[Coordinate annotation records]

▽

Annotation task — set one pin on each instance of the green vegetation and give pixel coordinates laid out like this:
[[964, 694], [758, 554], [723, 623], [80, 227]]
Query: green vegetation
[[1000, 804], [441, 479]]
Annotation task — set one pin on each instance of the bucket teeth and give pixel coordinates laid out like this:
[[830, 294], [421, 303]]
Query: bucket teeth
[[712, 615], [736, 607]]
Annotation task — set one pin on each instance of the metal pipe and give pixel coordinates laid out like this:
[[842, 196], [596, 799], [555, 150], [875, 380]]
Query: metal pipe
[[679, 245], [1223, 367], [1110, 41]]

△

Quote all three entries above word for word, each on the same lines as before.

Annotation task — set one pin on each instance of the green vegetation and give pixel coordinates laid out like this:
[[964, 694], [758, 554], [723, 623], [80, 227]]
Query: green vegetation
[[1000, 804], [441, 479]]
Annotation task — set one pin on each instance of the bucket teeth and give pixel coordinates laid out like this:
[[830, 294], [421, 303]]
Query: bucket teeth
[[712, 615], [736, 607]]
Annotation task — set one pin on each instance of the metal pipe and give pixel coordinates laid out like this:
[[842, 196], [596, 799], [555, 150], [875, 380]]
Query: metal pipe
[[679, 245], [1223, 367], [1110, 41]]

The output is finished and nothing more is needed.